* Input data:
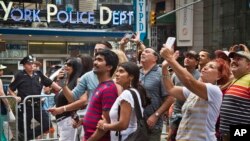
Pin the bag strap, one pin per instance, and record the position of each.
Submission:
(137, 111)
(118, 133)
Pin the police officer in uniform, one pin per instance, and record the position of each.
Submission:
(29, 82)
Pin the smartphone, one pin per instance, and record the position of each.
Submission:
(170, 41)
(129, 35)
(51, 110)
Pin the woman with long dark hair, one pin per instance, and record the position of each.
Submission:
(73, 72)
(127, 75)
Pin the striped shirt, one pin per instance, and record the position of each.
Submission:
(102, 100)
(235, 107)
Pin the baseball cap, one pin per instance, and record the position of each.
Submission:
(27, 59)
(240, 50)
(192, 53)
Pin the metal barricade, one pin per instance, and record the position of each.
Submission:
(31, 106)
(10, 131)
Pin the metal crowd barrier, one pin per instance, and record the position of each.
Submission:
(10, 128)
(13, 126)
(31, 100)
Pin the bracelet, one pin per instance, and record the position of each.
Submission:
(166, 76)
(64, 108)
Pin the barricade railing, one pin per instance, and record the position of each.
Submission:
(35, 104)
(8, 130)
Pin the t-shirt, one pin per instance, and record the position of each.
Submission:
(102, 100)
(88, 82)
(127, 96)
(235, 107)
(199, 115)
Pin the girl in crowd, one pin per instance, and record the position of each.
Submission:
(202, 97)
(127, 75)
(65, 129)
==
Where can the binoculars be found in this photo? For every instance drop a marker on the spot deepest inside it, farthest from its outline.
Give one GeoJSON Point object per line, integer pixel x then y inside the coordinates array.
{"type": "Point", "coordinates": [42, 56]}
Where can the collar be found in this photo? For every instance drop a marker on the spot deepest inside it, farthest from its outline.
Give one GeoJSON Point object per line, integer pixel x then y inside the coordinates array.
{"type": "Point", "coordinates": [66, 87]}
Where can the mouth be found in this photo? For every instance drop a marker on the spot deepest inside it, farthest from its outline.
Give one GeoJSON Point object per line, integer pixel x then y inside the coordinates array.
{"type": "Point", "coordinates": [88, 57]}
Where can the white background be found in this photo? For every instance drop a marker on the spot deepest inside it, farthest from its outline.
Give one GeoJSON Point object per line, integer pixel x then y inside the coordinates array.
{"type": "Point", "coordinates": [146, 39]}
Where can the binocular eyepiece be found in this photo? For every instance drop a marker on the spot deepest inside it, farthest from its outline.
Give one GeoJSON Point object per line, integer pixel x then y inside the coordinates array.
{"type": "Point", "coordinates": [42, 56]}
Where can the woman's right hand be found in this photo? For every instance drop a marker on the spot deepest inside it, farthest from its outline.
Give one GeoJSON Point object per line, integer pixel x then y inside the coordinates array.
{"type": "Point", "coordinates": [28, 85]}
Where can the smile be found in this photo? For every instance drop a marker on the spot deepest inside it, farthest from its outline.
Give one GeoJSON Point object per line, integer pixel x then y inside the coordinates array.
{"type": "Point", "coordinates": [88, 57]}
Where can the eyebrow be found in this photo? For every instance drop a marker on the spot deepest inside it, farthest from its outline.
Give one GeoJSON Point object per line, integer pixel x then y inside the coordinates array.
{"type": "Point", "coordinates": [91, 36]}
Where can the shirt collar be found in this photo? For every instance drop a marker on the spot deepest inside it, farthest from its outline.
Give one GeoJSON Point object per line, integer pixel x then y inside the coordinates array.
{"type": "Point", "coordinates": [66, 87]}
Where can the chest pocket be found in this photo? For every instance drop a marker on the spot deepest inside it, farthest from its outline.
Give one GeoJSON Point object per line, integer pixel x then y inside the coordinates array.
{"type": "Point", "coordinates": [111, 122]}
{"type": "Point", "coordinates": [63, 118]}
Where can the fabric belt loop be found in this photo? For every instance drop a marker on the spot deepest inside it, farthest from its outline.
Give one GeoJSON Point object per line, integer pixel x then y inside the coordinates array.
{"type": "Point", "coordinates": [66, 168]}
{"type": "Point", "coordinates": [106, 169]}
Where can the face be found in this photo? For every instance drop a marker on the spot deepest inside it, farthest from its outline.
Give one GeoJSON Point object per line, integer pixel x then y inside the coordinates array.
==
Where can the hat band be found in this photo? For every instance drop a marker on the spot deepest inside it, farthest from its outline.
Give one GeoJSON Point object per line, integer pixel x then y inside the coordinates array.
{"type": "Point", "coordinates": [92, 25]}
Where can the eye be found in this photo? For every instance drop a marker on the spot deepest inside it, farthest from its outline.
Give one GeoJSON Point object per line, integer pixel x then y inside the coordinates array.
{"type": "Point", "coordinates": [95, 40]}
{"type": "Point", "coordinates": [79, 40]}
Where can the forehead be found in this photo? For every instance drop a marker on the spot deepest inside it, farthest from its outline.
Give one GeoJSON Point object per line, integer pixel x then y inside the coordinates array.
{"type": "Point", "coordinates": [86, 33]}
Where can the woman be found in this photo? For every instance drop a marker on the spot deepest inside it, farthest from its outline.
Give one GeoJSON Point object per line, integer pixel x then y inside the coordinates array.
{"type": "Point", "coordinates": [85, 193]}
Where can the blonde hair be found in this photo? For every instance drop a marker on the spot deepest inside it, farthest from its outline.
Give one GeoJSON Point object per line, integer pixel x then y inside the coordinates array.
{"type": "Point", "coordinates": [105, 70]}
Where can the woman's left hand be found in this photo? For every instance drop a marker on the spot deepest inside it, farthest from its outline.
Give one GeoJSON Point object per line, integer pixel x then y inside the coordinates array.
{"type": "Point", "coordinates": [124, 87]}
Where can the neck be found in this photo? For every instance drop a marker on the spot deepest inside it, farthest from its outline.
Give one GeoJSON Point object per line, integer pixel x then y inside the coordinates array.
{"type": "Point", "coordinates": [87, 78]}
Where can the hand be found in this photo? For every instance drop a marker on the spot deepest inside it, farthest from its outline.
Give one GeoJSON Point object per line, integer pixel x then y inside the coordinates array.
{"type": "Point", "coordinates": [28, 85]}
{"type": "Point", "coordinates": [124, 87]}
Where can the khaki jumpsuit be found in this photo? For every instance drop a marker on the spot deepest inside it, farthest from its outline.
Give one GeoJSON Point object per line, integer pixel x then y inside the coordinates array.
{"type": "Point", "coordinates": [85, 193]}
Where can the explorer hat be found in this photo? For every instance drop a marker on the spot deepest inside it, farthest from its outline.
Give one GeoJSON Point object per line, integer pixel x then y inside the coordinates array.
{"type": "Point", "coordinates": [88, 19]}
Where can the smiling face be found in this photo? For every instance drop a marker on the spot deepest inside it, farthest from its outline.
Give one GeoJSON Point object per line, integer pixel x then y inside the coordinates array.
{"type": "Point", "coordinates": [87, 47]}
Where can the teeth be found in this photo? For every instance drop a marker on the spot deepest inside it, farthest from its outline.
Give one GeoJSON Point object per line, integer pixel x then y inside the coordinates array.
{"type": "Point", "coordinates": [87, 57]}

* Assigned task: Search the records for the word "each" and return every line that holds it.

* Answer to this exercise:
Pin the bag strap, one pin per instance, and record the position of each.
Pin the police officer in uniform, one pin per instance, and record the position of each.
Pin the smartphone, one pin per instance, and record the position of each.
Pin the woman with long dark hair, one pin per instance, and record the position of each.
Pin the striped shirt, one pin per instance, and record the position of each.
Pin the baseball cap, one pin per instance, and record the position of each.
Pin the metal barricade, one pin per instance, and record the position of each.
Pin the metal crowd barrier, one pin per instance, and record the position of each.
Pin the bracelet, one pin per instance, and record the position of each.
Pin the barricade railing, one pin per instance, and record the position of each.
Pin the t-shirt, one pin per instance, and record the position of each.
Pin the girl in crowd, one pin per instance, and record the position of each.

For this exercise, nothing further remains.